Yeah, yeah, to build on that, right? Like that point around intuition is really critical. And I think in machine learning, it's really, really hard to get intuition unless you're willing to get your hands dirty. You just got to go try things and really understand what's going on. If I had to isolate two things, like for software engineering and a machine learning world, I'd say like the number one thing, as with all software engineering, actually be like a good high level design thinker, because the big picture is changing so often that if you're like too locked in on a particular vision, sometimes you might miss the bigger picture changing around you. is being willing to just go really, really deep and build quickly. Like what the folks did with Serving V1, like put something out there, see whether it works. It works, then build fast and towards it. So I would say those two things.

Michael_Berk:

Gotta un-k it in. Sorry, go ahead, Ben.

* _YOUR GOAL_
Extend the conversation about building intuition in machine learning engineering from the point where it stops.

* _RECORDS_
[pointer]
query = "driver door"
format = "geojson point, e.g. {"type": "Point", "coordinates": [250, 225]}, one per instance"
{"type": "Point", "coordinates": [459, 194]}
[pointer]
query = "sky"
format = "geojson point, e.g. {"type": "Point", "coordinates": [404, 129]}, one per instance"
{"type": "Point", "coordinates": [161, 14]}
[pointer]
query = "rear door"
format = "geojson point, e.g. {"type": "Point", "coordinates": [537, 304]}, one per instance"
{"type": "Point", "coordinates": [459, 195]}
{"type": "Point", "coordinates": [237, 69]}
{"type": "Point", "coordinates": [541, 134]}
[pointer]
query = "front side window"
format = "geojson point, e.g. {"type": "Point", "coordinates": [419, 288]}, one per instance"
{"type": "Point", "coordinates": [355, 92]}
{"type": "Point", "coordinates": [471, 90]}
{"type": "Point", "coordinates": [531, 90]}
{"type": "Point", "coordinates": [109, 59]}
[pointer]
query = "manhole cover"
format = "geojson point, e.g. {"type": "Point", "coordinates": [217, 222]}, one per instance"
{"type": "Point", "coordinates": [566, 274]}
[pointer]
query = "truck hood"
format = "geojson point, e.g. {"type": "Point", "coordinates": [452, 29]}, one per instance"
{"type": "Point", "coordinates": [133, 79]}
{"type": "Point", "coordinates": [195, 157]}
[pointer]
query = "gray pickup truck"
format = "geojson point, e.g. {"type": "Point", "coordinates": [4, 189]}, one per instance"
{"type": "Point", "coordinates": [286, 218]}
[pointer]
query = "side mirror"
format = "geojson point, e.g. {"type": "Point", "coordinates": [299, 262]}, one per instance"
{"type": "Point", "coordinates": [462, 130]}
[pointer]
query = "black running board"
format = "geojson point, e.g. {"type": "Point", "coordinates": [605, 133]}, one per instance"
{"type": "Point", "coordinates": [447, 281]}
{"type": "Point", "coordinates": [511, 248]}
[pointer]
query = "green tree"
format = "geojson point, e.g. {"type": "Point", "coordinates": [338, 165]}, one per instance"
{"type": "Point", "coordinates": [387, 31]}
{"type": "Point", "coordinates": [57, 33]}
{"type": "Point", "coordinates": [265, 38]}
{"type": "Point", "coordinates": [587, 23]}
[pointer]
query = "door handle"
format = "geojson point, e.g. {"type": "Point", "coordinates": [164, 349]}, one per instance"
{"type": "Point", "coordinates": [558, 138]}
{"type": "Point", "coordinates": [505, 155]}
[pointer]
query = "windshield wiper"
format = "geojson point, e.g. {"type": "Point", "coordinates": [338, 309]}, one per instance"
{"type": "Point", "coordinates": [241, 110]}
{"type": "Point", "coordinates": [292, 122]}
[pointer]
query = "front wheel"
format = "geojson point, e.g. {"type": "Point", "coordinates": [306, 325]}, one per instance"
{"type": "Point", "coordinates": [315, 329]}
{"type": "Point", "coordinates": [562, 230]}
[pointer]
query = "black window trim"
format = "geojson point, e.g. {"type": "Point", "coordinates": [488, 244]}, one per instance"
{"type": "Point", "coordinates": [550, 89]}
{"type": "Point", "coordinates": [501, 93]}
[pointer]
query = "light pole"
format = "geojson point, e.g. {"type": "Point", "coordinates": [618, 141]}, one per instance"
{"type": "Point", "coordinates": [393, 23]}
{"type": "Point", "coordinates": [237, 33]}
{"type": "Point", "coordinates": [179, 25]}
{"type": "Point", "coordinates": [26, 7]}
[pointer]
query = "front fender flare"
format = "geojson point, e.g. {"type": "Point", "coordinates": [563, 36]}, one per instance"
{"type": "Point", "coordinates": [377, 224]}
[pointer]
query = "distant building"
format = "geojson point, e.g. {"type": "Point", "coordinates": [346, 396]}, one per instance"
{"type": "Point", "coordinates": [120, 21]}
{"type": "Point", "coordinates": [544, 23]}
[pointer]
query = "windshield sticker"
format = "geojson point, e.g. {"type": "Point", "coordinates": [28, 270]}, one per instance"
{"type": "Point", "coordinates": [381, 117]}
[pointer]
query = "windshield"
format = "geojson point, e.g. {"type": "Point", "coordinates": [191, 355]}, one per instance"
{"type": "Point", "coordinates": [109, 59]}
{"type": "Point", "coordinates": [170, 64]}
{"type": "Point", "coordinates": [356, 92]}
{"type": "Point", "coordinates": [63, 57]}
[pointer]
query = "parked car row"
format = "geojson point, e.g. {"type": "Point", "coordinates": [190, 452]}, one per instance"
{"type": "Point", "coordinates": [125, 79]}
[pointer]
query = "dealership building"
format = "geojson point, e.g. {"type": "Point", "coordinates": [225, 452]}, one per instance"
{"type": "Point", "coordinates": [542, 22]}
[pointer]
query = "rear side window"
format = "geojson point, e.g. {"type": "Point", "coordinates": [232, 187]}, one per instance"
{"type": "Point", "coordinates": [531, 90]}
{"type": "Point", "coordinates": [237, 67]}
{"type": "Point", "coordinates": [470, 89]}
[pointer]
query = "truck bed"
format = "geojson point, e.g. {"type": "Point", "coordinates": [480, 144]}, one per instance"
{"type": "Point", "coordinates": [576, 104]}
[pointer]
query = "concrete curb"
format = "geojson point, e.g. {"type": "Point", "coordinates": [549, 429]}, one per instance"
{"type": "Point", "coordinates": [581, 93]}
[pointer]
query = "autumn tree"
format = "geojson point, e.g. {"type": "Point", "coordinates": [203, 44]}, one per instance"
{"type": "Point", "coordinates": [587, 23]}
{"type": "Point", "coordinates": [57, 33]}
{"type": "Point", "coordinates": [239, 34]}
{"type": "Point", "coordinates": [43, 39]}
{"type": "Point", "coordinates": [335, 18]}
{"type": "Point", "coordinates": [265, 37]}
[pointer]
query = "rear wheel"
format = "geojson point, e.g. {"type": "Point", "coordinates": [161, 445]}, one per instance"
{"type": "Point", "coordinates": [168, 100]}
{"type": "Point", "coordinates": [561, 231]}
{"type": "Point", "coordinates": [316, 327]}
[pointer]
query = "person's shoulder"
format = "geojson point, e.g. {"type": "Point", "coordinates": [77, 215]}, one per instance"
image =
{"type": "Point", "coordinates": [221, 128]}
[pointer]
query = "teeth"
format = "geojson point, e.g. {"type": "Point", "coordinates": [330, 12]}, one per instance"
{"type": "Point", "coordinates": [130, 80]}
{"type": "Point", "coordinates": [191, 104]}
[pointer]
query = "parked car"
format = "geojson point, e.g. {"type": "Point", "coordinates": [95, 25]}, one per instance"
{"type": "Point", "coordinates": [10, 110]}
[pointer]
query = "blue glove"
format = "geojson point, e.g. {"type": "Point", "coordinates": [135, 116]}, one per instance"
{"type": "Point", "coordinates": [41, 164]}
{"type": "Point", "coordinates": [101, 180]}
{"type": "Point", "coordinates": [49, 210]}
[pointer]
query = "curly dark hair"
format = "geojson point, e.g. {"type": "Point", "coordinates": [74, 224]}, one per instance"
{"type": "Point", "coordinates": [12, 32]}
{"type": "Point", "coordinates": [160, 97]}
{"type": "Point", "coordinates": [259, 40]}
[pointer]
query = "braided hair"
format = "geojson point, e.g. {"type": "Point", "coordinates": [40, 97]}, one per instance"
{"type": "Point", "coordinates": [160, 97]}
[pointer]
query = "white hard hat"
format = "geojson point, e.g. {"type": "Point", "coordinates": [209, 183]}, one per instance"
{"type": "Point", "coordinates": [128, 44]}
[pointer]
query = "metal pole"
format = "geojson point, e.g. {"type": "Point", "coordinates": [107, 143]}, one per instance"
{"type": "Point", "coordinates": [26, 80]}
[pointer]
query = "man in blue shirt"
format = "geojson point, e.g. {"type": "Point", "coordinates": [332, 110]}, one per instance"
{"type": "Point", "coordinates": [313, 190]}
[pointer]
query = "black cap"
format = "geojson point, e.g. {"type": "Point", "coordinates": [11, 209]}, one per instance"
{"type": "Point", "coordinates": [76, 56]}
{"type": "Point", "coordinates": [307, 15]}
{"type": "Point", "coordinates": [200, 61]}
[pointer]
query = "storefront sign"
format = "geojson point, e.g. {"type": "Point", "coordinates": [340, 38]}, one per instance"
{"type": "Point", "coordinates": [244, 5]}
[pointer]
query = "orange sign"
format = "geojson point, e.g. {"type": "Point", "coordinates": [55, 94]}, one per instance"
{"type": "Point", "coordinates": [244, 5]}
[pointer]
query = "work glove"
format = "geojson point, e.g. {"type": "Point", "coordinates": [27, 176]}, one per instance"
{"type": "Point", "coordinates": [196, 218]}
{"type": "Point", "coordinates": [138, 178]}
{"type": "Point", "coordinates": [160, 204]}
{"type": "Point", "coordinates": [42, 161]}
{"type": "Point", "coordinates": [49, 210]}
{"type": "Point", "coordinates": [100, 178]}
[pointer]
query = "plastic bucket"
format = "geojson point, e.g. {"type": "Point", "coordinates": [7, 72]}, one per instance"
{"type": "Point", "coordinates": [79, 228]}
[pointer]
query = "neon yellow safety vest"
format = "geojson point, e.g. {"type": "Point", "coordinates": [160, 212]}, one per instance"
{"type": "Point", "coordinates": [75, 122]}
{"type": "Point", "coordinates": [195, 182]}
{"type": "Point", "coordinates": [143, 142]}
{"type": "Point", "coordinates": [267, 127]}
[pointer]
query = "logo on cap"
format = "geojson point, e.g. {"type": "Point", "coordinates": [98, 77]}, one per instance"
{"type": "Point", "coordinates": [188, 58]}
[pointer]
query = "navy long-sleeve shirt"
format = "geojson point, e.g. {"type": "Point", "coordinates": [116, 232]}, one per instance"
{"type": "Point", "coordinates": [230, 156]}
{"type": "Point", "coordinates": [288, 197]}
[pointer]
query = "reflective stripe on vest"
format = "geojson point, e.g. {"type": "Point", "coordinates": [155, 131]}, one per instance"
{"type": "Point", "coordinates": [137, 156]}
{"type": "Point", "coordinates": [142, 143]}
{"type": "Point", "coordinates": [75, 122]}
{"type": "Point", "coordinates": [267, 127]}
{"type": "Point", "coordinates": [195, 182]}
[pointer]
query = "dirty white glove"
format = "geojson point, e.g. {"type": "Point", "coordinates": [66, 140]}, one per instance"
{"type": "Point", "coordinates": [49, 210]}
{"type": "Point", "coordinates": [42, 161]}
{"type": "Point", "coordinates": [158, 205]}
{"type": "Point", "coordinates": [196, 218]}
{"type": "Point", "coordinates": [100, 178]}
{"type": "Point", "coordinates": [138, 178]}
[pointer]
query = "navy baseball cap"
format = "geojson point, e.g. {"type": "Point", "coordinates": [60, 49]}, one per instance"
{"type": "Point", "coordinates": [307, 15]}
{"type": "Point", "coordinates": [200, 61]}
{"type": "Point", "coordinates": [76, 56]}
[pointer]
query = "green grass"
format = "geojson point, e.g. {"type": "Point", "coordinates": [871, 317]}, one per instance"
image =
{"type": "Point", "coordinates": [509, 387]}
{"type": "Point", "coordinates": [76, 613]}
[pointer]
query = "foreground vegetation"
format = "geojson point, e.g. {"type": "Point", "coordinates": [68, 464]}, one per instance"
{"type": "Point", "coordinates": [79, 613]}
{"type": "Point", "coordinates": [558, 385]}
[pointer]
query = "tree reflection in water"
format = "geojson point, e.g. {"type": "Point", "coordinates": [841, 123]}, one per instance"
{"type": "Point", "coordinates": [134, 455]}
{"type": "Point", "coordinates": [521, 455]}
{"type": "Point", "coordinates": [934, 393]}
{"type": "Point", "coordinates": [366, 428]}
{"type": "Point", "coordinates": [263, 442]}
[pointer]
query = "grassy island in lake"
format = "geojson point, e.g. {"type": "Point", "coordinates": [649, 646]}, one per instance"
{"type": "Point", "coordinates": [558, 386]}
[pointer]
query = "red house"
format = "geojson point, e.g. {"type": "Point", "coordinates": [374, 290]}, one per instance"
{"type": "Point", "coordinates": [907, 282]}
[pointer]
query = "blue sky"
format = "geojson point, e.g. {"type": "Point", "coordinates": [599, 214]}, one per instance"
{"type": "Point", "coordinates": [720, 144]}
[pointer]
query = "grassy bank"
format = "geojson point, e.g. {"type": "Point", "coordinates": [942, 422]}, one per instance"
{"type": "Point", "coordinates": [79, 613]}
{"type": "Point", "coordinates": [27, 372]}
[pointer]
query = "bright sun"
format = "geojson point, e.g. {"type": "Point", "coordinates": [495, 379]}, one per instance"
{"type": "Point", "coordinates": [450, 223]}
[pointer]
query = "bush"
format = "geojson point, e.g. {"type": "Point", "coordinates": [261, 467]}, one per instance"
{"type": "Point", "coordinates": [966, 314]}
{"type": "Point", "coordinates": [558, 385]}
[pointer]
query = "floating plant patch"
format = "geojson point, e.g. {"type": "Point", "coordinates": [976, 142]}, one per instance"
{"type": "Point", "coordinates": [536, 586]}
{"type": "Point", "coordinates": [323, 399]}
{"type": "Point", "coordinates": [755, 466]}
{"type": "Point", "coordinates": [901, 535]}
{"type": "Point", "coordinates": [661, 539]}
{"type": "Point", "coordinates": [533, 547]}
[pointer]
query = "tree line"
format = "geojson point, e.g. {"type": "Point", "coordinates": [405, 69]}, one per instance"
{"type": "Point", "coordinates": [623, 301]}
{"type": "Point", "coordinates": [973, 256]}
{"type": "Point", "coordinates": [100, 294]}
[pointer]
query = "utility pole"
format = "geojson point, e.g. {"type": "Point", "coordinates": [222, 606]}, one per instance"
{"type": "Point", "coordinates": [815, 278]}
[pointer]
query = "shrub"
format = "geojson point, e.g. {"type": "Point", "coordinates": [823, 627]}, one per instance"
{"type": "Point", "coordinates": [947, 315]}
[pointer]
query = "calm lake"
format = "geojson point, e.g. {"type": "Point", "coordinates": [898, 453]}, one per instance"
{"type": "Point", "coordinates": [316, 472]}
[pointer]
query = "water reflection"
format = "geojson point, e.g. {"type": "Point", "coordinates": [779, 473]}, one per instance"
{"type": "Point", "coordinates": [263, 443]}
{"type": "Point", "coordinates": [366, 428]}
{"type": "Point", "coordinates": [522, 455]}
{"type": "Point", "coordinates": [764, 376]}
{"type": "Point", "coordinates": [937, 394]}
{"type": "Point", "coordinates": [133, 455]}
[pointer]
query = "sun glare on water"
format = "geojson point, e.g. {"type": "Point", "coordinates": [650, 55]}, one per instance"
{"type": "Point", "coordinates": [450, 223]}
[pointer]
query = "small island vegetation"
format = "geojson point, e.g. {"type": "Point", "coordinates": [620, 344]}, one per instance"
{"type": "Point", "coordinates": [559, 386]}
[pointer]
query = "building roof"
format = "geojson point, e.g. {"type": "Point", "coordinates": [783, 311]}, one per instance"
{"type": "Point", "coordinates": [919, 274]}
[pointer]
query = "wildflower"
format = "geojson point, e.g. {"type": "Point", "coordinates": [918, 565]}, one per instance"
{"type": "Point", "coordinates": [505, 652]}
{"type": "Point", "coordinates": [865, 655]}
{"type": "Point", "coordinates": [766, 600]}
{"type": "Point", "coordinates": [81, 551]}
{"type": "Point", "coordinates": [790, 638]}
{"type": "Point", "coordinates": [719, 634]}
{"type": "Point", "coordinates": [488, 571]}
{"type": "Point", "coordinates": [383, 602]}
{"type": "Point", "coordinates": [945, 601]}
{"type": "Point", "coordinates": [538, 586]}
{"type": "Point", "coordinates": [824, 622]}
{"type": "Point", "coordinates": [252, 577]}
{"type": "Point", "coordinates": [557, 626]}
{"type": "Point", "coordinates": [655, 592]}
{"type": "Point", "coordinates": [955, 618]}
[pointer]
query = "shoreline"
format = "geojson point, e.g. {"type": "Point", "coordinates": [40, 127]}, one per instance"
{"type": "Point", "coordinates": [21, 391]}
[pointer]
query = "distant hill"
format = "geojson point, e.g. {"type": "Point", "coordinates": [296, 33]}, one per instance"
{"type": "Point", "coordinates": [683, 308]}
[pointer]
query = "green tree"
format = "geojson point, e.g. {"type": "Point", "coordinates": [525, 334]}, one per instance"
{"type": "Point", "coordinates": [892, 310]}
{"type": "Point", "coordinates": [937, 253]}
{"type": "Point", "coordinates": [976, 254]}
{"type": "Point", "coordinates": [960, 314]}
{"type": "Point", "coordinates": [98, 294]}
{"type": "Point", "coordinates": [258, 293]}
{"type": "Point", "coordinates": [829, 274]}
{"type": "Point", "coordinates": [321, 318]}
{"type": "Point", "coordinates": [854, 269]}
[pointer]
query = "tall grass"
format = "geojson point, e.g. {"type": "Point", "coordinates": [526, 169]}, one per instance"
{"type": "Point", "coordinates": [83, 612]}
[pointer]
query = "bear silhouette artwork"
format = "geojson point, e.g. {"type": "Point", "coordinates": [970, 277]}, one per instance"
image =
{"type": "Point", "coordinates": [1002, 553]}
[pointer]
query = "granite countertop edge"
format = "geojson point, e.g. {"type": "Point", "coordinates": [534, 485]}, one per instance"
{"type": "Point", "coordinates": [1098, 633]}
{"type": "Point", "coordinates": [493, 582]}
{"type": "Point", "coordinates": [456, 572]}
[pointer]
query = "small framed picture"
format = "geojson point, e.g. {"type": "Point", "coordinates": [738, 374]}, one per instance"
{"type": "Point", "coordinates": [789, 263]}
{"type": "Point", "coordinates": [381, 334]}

* _RESPONSE TO THIS EXERCISE_
Ben_Wilson:

I just add one final thing that wraps up everything that the three of us said, which is something that I don't think a lot of people realize happens in the ultra-high-level, high-tech software companies that are out there, which is ego-less work. And that's something that's super critical, particularly people that are coming from something sort of these Fang companies and that's the way that those companies operate and the way that people that are writing software operate. It's part of how it's evolved over the decades. But if you come from an outside position into that, there's a lot of people that write code out there that they have an idea locked in their head of like, hey, I have this grand idea. This is going something different or changes, they almost take it as a personal attack. Or if they write code, they have almost an emotional connection to it. They're like, I built this thing and it's very important to me. But you never see that in like within Databricks Engineering. Like usually people are more than happy to delete their own code. And they're like, hey, I can trim off 40% of this. Yes, I wanna do that right now. It's just less complexity, so it's good. Everybody loves those PRs. And you're like, you just deleted 12,000 lines of code and people are throwing a party for that person.

Sue Ann_Hong:

I was about to say that too. Like we can't wait to get rid of V1 code.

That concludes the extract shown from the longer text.